§ TASK OBJECTIVE:
Write the records below out again word for word, with the pictures removed.

(Stored data entries)
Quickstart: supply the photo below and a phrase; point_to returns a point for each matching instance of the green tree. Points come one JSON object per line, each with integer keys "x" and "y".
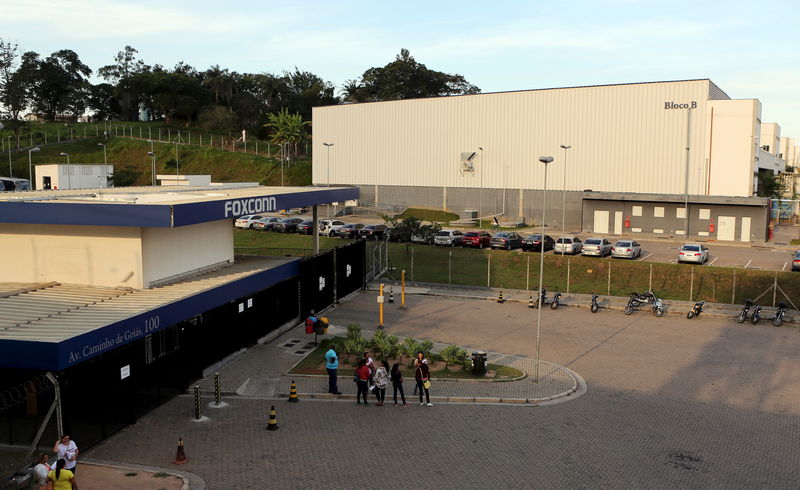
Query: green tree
{"x": 405, "y": 78}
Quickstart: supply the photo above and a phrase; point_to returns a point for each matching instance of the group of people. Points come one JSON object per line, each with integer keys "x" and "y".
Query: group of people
{"x": 376, "y": 378}
{"x": 62, "y": 476}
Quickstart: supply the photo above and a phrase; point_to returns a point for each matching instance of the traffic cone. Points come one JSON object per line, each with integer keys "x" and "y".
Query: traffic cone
{"x": 180, "y": 455}
{"x": 293, "y": 394}
{"x": 273, "y": 419}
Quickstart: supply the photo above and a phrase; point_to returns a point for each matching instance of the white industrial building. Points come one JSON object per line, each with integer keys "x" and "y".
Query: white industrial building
{"x": 481, "y": 151}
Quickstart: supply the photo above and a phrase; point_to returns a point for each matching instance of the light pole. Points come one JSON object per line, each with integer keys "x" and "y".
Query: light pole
{"x": 153, "y": 170}
{"x": 480, "y": 193}
{"x": 30, "y": 166}
{"x": 546, "y": 161}
{"x": 105, "y": 159}
{"x": 69, "y": 174}
{"x": 563, "y": 198}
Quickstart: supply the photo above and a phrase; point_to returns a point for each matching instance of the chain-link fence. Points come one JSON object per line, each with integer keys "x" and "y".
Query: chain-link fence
{"x": 520, "y": 270}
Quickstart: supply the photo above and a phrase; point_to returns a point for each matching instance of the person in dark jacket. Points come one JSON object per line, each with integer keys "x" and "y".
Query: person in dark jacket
{"x": 422, "y": 373}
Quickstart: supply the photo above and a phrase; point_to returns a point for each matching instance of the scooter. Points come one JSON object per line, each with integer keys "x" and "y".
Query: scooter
{"x": 595, "y": 306}
{"x": 777, "y": 319}
{"x": 748, "y": 303}
{"x": 696, "y": 310}
{"x": 554, "y": 304}
{"x": 756, "y": 314}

§ ANSWER FOR THE TASK:
Quickstart: supply the photo below and a phrase; point_to returns a point for each matching instance of the green tree. Points come one JSON object per line, each with integer keys "x" and "y".
Query: green tree
{"x": 405, "y": 78}
Quickstart: supply the photo above and a phrase; point_to returns a point for each matching instance of the group of people. Points come one JSON object per line, each with integer keys "x" and "y".
Query: group of people
{"x": 376, "y": 378}
{"x": 62, "y": 476}
Quickstart: supply the photo above and a phrase; point_to returns a point for each matching instance of the traffic cone. Points come one JSON object per line, each with integer keys "x" and "y".
Query: traffic cone
{"x": 180, "y": 455}
{"x": 293, "y": 394}
{"x": 273, "y": 419}
Quickstart: supply the photo above and a phrase; point_to returns a point for each matching instance of the white industrial building. Points come one JSON object per line, each with integer keys "x" and "y".
Query: white industrial building
{"x": 481, "y": 151}
Quickstart: supply the photo above and a phrase; point_to returns a point for each matching instance of the light pole. Points come one JSON object per line, each with integer keys "x" and "y".
Query: light pole
{"x": 153, "y": 170}
{"x": 480, "y": 193}
{"x": 30, "y": 166}
{"x": 546, "y": 161}
{"x": 105, "y": 159}
{"x": 69, "y": 174}
{"x": 563, "y": 198}
Quickstart: supply the photo above and a phrase; point_to returns a point for each matching instance of the chain-link fence. Points come one JSON object per line, each with integer keys "x" and "y".
Query: chain-link fence
{"x": 520, "y": 270}
Quickstart: supply the photo above and a phrase; point_to returns a point for each matching instance of the person in dark jacket. Points come one JSON object per line, each with integer keys "x" and "y".
Query: person in dark jacket
{"x": 422, "y": 373}
Quickstart: supply the photo above and a phrase; point_to returns a point for each matching instance of the scooter. Points come one JSON object per line, each with integer keys "x" and "y".
Query: scooter
{"x": 595, "y": 306}
{"x": 777, "y": 319}
{"x": 748, "y": 303}
{"x": 696, "y": 310}
{"x": 554, "y": 304}
{"x": 756, "y": 314}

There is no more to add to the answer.